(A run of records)
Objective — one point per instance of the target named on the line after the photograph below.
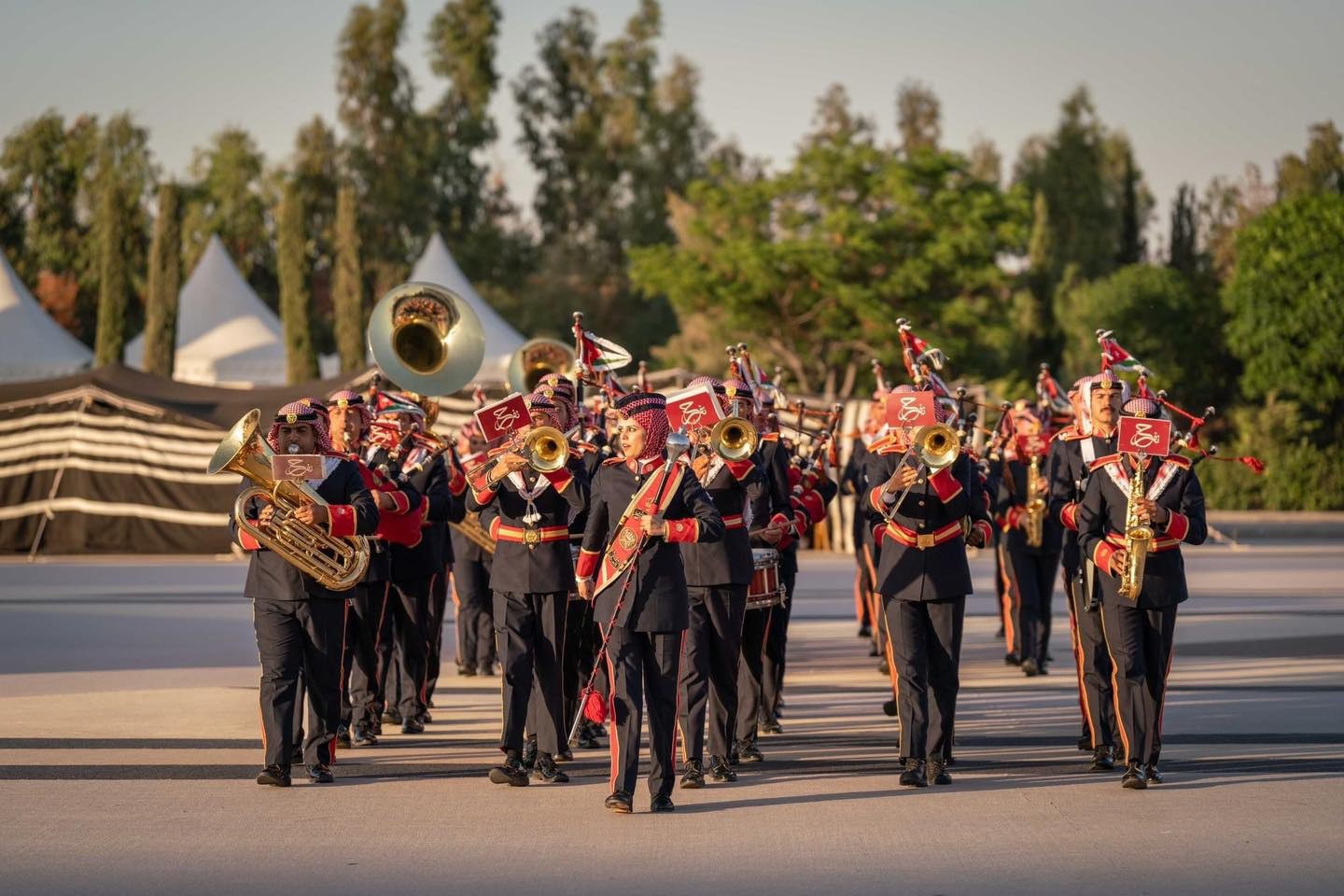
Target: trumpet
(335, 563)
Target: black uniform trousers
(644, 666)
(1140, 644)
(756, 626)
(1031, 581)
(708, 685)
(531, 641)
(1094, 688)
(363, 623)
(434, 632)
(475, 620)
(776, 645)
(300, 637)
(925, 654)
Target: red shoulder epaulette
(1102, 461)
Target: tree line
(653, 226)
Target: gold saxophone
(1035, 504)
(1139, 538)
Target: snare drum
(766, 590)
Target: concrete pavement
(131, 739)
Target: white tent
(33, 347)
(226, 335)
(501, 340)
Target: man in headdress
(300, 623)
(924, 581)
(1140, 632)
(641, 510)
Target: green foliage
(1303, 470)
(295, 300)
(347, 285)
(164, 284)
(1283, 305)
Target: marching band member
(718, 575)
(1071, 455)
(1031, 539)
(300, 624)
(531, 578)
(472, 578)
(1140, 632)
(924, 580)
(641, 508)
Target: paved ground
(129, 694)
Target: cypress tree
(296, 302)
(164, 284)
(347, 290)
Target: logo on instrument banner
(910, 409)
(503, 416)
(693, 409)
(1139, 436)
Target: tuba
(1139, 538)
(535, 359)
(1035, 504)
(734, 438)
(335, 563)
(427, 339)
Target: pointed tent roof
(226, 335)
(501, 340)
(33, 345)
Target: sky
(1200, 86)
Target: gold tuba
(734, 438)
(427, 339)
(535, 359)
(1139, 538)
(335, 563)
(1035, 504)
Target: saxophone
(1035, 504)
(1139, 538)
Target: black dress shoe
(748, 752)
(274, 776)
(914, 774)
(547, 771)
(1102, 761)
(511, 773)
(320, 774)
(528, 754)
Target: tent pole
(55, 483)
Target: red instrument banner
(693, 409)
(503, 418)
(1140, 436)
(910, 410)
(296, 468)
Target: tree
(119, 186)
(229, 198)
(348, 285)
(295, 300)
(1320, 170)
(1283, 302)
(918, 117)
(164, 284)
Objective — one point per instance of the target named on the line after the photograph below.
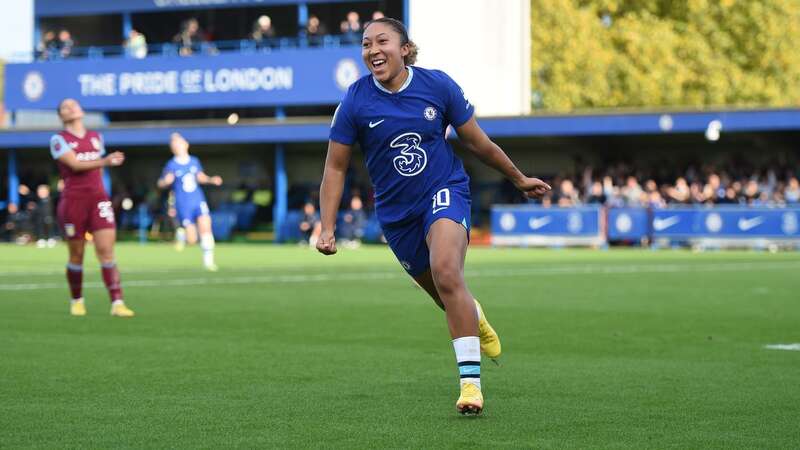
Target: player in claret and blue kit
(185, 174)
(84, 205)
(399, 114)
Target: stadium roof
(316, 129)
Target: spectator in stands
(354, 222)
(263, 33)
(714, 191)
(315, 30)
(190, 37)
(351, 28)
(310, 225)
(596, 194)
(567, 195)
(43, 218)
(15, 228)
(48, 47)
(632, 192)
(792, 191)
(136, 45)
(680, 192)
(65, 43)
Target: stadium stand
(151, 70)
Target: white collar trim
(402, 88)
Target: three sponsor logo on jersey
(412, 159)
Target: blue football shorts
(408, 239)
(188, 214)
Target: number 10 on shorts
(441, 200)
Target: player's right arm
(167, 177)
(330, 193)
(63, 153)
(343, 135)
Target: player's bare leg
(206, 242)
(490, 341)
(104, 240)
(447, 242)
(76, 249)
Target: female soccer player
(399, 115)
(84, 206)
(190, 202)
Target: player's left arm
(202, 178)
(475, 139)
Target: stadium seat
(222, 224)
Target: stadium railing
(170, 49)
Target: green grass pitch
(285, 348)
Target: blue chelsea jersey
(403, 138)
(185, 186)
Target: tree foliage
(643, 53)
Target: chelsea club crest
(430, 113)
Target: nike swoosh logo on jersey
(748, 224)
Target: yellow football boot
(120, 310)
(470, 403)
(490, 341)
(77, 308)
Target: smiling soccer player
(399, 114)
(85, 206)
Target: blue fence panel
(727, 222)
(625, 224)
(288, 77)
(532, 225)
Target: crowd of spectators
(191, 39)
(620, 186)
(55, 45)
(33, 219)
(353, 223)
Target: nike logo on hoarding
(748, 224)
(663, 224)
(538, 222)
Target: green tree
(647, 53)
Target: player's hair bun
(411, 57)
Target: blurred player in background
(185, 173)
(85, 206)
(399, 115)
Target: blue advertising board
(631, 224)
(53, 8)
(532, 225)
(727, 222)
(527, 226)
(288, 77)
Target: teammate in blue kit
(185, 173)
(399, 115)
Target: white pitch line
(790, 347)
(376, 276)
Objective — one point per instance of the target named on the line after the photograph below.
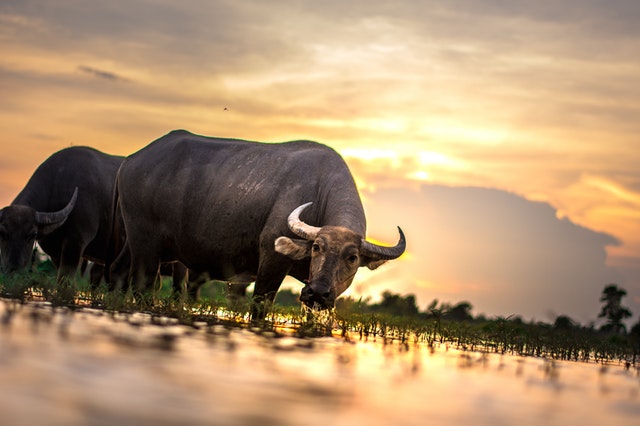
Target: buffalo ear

* _Set problem_
Repeat each record exactly as shown above, dropping all images.

* _Completed task_
Objective — one point per instance of the target named on the line after the photograph below.
Target: trumpet
(335, 563)
Target: black uniform trousers
(644, 666)
(1140, 644)
(756, 626)
(1031, 581)
(708, 685)
(531, 641)
(1094, 688)
(363, 623)
(434, 632)
(475, 620)
(776, 645)
(300, 637)
(925, 654)
Target: red shoulder epaulette
(1102, 461)
Target: tree line
(653, 226)
Target: gold saxophone
(1035, 504)
(1139, 538)
Target: snare drum
(766, 590)
Target: concrete pavement
(131, 739)
Target: white tent
(33, 347)
(226, 335)
(501, 340)
Target: man in headdress
(300, 623)
(924, 581)
(1140, 632)
(641, 510)
Target: green foliage
(1303, 470)
(295, 300)
(347, 285)
(164, 284)
(1283, 305)
Target: marching band member
(718, 575)
(1071, 455)
(1031, 539)
(300, 624)
(531, 578)
(472, 578)
(1140, 632)
(924, 580)
(641, 508)
Target: paved ground
(129, 694)
Target: cypress tree
(296, 302)
(164, 284)
(347, 290)
Target: logo on instrument banner
(910, 409)
(503, 416)
(693, 409)
(1139, 436)
Target: tuba
(1139, 538)
(535, 359)
(1035, 504)
(734, 438)
(335, 563)
(427, 339)
Target: pointed tent roof
(226, 335)
(501, 340)
(33, 345)
Target: sky
(1200, 86)
Target: gold tuba
(734, 438)
(427, 339)
(535, 359)
(1139, 538)
(335, 563)
(1035, 504)
Target: saxophone
(1035, 504)
(1139, 538)
Target: black dress shoe
(748, 752)
(274, 776)
(914, 774)
(547, 771)
(1102, 761)
(511, 773)
(320, 774)
(528, 754)
Target: tent pole
(55, 483)
Target: red instrument banner
(693, 409)
(503, 418)
(1140, 436)
(910, 410)
(296, 468)
Target: tree
(119, 186)
(229, 198)
(348, 285)
(295, 300)
(1320, 170)
(1283, 302)
(918, 117)
(164, 284)
Objective — one point per instance of the target named on the line after the photograph below.
Target: player in claret and blue kit
(185, 174)
(84, 205)
(399, 114)
Target: stadium roof
(316, 129)
Target: spectator in stands
(354, 222)
(263, 33)
(714, 191)
(315, 30)
(190, 37)
(351, 28)
(310, 225)
(596, 194)
(567, 195)
(43, 218)
(15, 228)
(48, 47)
(632, 192)
(792, 191)
(136, 45)
(680, 192)
(65, 43)
Target: stadium stand
(151, 70)
Target: white collar trim
(402, 88)
Target: three sponsor logo on jersey
(412, 159)
Target: blue football shorts
(408, 239)
(188, 214)
Target: number 10 on shorts
(441, 200)
Target: player's right arm
(167, 177)
(330, 193)
(63, 153)
(343, 135)
Target: player's bare leg
(206, 242)
(490, 341)
(104, 240)
(447, 242)
(76, 249)
Target: female soccer player
(399, 115)
(84, 206)
(190, 202)
Target: player's left arm
(202, 178)
(475, 139)
Target: stadium seat
(222, 224)
Target: stadium railing
(170, 49)
Target: green grass pitch
(285, 348)
Target: blue chelsea jersey
(403, 138)
(185, 186)
Target: tree foliage
(643, 53)
Target: chelsea club crest
(430, 113)
Target: nike swoosh logo on jersey
(748, 224)
Target: yellow football boot
(120, 310)
(470, 403)
(490, 341)
(77, 308)
Target: smiling soccer player
(399, 114)
(85, 206)
Target: blue fence panel
(727, 222)
(625, 224)
(288, 77)
(532, 225)
Target: crowd of spectators
(191, 39)
(620, 186)
(55, 45)
(33, 219)
(353, 223)
Target: nike logo on hoarding
(748, 224)
(663, 224)
(538, 222)
Target: green tree
(647, 53)
Target: player's hair bun
(411, 57)
Target: blurred player in background
(185, 173)
(85, 206)
(399, 115)
Target: blue advertising board
(631, 224)
(53, 8)
(532, 225)
(727, 222)
(527, 226)
(288, 77)
Target: teammate in blue kit
(185, 173)
(399, 115)
Target: white pitch line
(790, 347)
(376, 276)
Objective — one point per instance of the target named on the line after the photograph below.
Target: buffalo ear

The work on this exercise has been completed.